REQUIREMENT 1: List every hardware model that the OSPF forum post names.
REQUIREMENT 2: Translate this sentence from the OSPF forum post into Spanish: "For routing traffic from Cisco 7304s (Internet gateway) to Cisco 6509s (subscriber) OSPF is being used."

Forum Discussion

Sagar_Shah_9610's avatar
Sagar_Shah_9610
Icon for Nimbostratus rankNimbostratus
Sep 01, 2008

OSPF on active - standby BigIPs

Hello All,

 

 

I am running BigIP 3400s in a wireless data network of a telecom carrier (using CDMA 1xRTT as an access). The BigIPs are installed in active - standby configuration and are sitting inline between Cisco 6509s (subscriber side) & Cisco 7304s (internet gateways). For details, please find the architecture attached. For routing traffic from Cisco 6509s (subscriber) to Cisco 7304s (Internet gateway) we use static routing. For routing traffic from Cisco 7304s (Internet gateway) to Cisco 6509s (subscriber) OSPF is being used.

 

 

Background History -

 

Earlier we started with TMOS 9.3.0 on active - standby BigIPs. We observed, when OSPF was running on active as well as standby BigIP, standby BigIP was also sending topological database to its OSPF peers (6509s & 7304s), due to this peers used to send traffic to standby BigIP due to which there was a traffic outage. To solve this issue a script was provided to us which ensured that standby ZebOS daemon does not run when unit goes standby. Over a period of time, we saw that sometimes script failed to work and manual intervention was required to turn OFF ZebOS daemon on standby unit.

RECORDS PROVIDED:
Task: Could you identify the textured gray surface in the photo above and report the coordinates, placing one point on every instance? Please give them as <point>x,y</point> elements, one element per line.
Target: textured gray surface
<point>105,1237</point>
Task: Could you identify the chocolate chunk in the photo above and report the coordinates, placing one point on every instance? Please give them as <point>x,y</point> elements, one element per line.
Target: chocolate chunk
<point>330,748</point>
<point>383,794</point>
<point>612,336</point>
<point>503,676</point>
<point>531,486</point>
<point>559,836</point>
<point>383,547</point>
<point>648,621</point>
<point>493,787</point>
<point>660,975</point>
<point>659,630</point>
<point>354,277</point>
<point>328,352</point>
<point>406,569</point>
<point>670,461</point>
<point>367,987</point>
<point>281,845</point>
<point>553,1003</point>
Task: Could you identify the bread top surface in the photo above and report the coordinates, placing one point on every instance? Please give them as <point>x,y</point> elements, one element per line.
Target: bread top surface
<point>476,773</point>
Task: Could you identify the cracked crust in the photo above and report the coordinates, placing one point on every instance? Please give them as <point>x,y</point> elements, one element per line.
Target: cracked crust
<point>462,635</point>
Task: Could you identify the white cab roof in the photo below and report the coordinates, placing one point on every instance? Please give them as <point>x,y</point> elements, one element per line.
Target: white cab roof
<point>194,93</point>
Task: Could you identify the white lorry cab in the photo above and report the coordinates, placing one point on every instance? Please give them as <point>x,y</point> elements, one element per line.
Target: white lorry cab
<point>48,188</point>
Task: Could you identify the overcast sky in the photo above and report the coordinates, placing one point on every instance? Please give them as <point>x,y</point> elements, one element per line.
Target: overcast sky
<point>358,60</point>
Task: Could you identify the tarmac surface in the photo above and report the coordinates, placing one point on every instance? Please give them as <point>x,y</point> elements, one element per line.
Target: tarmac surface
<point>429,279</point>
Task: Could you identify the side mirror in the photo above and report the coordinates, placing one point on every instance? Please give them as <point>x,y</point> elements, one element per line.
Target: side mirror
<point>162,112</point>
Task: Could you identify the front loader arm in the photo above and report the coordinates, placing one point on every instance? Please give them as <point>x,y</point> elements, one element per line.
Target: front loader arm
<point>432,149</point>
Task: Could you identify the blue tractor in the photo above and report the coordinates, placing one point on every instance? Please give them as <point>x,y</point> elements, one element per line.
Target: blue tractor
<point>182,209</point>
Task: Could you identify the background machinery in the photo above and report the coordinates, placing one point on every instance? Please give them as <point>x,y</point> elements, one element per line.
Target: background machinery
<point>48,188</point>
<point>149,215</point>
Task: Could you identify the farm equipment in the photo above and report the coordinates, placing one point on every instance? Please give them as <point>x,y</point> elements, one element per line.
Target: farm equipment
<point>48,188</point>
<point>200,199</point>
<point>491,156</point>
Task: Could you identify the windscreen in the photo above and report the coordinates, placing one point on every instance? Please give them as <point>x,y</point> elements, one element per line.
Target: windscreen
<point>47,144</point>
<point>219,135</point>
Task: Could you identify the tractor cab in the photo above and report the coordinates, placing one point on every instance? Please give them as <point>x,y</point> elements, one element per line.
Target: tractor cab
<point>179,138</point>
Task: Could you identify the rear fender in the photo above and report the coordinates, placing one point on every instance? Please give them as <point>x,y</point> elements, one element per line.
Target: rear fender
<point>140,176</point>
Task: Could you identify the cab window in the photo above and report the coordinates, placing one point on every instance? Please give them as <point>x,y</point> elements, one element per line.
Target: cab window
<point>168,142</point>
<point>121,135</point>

EXERCISE SOLUTION 1:
BigIP 3400
Cisco 6509
Cisco 7304

EXERCISE SOLUTION 2: Para enrutar el tráfico desde los Cisco 7304 (puerta de enlace a Internet) hacia los Cisco 6509 (suscriptor) se utiliza OSPF.